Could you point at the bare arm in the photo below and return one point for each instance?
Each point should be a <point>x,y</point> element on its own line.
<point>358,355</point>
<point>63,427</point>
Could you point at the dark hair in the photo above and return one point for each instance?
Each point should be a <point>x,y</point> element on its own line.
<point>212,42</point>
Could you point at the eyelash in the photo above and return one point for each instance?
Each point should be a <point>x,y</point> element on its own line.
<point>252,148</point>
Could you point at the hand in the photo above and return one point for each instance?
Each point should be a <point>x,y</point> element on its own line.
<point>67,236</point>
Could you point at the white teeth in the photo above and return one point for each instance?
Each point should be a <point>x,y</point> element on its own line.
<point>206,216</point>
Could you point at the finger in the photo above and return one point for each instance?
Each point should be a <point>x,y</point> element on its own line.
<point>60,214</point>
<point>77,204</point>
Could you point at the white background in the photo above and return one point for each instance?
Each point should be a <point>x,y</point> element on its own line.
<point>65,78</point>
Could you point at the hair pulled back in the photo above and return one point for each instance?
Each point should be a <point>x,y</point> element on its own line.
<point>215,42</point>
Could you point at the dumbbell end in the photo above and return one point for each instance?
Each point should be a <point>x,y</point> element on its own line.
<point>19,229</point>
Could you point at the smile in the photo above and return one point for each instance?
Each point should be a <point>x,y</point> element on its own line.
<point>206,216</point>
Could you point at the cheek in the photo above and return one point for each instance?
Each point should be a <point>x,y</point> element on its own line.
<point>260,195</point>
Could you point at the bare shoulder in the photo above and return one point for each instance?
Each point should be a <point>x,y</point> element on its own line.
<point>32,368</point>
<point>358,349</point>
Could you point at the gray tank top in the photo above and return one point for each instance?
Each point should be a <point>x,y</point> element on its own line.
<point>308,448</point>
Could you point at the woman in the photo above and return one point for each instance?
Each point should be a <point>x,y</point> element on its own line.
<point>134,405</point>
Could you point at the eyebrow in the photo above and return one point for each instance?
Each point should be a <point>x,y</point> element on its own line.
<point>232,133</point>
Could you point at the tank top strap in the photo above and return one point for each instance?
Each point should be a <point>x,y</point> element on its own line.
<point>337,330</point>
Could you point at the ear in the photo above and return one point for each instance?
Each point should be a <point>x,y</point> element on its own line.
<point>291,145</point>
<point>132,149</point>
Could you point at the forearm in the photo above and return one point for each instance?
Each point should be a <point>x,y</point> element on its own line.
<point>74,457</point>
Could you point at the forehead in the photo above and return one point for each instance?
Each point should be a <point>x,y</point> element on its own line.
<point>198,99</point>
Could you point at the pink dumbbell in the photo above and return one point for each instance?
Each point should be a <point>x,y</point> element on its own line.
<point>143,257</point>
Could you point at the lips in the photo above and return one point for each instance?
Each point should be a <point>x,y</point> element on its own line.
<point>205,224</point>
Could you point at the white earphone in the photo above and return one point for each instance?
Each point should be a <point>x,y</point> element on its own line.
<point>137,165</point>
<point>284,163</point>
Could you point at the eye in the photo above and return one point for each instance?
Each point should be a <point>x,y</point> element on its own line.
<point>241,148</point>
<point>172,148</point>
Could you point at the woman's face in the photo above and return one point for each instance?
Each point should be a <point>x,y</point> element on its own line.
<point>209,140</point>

========

▶ _Task description_
Reproduce all of the material above word for word, from the first line through the last.

▶ _Response_
Could you point at the bare arm in the photo below and return one point for each instance?
Each point should be a <point>x,y</point> element on its own line.
<point>358,355</point>
<point>63,427</point>
Could you point at the dark hair in the photo above and return one point for each instance?
Each point should be a <point>x,y</point> element on its own line.
<point>212,42</point>
Could you point at the eyelash in the photo above and return one point for each instance?
Each point should be a <point>x,y</point> element on its own line.
<point>252,148</point>
Could you point at the hand in the photo above and return one point for each instance?
Each point should be a <point>x,y</point> element on its own line.
<point>67,236</point>
Could you point at the white teeth in the photo above and return one point for each instance?
Each point should be a <point>x,y</point> element on its own line.
<point>206,216</point>
Could you point at the finger in the photo above and return one point for each instance?
Each point should be a <point>x,y</point> element on its own line.
<point>60,214</point>
<point>77,204</point>
Could you point at the white background in the photo above and return one point for each instance?
Each point should be a <point>x,y</point> element on its own line.
<point>65,78</point>
Could you point at the hair pulled back in the photo above and return one point for each instance?
Each point should be a <point>x,y</point> element on its own line.
<point>215,42</point>
Could you point at the dumbbell end in the photo above and return one point for each instance?
Each point should be a <point>x,y</point> element on its own line.
<point>19,229</point>
Could you point at the smile in the photo above and return one point for each instance?
Each point should be a <point>x,y</point> element on its own line.
<point>206,216</point>
Could you point at the cheek in the photo above and return one point for each instance?
Each point should be a <point>x,y</point> element on its own line.
<point>260,195</point>
Could you point at the bare shoulder in the photo above and return one point for each instance?
Each point should be a <point>x,y</point> element on its own line.
<point>32,368</point>
<point>358,349</point>
Could you point at the gray tank top in the photo above and return one point for each instance?
Each point should be a <point>x,y</point> element on its own line.
<point>308,448</point>
Could you point at the woman in the photo above and return one point for each instance?
Each point should be a <point>x,y</point> element on its own line.
<point>134,405</point>
Could you point at the eyebrow in the photo above and return one point for each instance?
Each point should be a <point>x,y</point> element on its own line.
<point>232,133</point>
Could you point at the tank top strap in the photo above and return one point for each instance?
Each point should be a <point>x,y</point> element on its own line.
<point>337,330</point>
Could you point at the ear in the photo above and return one point for each instance?
Each point should be a <point>x,y</point> element on its own line.
<point>291,145</point>
<point>132,149</point>
Could you point at the forearm in the photo above and return one point for each instance?
Each point should be a <point>x,y</point> element on its own line.
<point>74,457</point>
Could you point at the forehead in the photo above and return one point for each instance?
Each point should be a <point>x,y</point> element on its own line.
<point>198,99</point>
Could you point at the pink dumbbell in the photo above and return one point for each instance?
Each point should be a <point>x,y</point> element on its own line.
<point>143,257</point>
Could you point at the lips in the photo above and return one point for each instance?
Each point should be a <point>x,y</point> element on its own line.
<point>205,224</point>
Could you point at the white earphone in the photo above and return one point for each instance?
Each point should be a <point>x,y</point> element on its own line.
<point>137,165</point>
<point>284,163</point>
Could you point at the eye in the photo above and return one point for each instance?
Each point should be a <point>x,y</point> element on its own line.
<point>241,148</point>
<point>172,148</point>
Could you point at the woman's face in the photo above and return one point for each instance?
Each point should be a <point>x,y</point> element on its own line.
<point>209,140</point>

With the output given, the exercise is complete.